▶ [What you are asked to do]: Using the entries that follow, give only the number of lines with the word "light" in them.

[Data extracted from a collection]
------------------------------------------------------------------------
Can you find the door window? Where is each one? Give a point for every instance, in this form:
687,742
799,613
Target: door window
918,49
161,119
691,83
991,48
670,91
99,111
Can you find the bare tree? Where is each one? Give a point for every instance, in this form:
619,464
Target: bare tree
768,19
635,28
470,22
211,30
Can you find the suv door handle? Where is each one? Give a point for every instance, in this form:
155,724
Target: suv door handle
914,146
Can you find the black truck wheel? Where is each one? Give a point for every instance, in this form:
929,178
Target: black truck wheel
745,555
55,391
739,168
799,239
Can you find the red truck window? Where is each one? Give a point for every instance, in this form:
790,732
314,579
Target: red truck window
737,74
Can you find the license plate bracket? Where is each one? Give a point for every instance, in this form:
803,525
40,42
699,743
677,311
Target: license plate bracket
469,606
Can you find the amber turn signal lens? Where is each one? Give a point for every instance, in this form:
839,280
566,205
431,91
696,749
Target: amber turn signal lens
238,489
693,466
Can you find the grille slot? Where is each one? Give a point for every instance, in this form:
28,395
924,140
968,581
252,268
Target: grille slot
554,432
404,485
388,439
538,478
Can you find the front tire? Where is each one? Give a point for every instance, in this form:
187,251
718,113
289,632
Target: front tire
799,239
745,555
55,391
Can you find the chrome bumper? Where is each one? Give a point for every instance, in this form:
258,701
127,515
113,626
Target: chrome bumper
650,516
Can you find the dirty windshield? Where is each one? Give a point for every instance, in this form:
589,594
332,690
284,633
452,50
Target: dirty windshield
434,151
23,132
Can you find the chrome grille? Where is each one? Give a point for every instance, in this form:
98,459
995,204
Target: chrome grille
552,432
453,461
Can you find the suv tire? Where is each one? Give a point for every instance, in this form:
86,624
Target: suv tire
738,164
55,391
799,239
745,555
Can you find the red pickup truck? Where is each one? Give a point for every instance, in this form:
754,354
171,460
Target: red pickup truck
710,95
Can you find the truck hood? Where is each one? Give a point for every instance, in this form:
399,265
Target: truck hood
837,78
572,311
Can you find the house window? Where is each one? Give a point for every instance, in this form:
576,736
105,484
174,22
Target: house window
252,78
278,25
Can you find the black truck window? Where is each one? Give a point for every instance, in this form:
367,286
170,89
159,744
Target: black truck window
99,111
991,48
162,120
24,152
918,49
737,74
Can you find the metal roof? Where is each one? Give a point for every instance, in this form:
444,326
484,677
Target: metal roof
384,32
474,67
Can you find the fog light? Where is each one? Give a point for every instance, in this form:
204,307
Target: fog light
------------------------------------------------------------------------
▶ [Reply to the exercise]: 2